▶ **Exercise description**
Reproduce the listing below in full, requests included, and shift each answer polygon by adding 89 to every vertex coordinate.

▶ **Supplied entries**
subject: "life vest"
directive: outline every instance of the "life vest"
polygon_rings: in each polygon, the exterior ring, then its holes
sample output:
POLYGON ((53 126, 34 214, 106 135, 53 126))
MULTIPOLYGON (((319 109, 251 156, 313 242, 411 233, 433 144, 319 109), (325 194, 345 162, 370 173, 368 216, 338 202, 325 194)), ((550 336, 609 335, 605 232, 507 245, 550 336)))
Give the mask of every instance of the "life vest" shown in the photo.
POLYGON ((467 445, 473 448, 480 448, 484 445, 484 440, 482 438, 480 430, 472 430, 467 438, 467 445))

▶ **Task answer**
subject: "life vest"
directive: outline every instance of the "life vest"
polygon_rings: in each polygon, the exterior ring, then its holes
sample output:
POLYGON ((53 126, 34 214, 106 135, 53 126))
MULTIPOLYGON (((319 109, 251 156, 313 242, 411 233, 433 144, 319 109), (325 194, 345 162, 370 173, 368 216, 338 202, 325 194)), ((550 336, 609 335, 605 232, 507 245, 550 336)))
Give the mask of every instance of the "life vest" shown in the photo.
POLYGON ((556 534, 562 537, 569 537, 573 534, 573 529, 571 527, 569 519, 561 519, 556 527, 556 534))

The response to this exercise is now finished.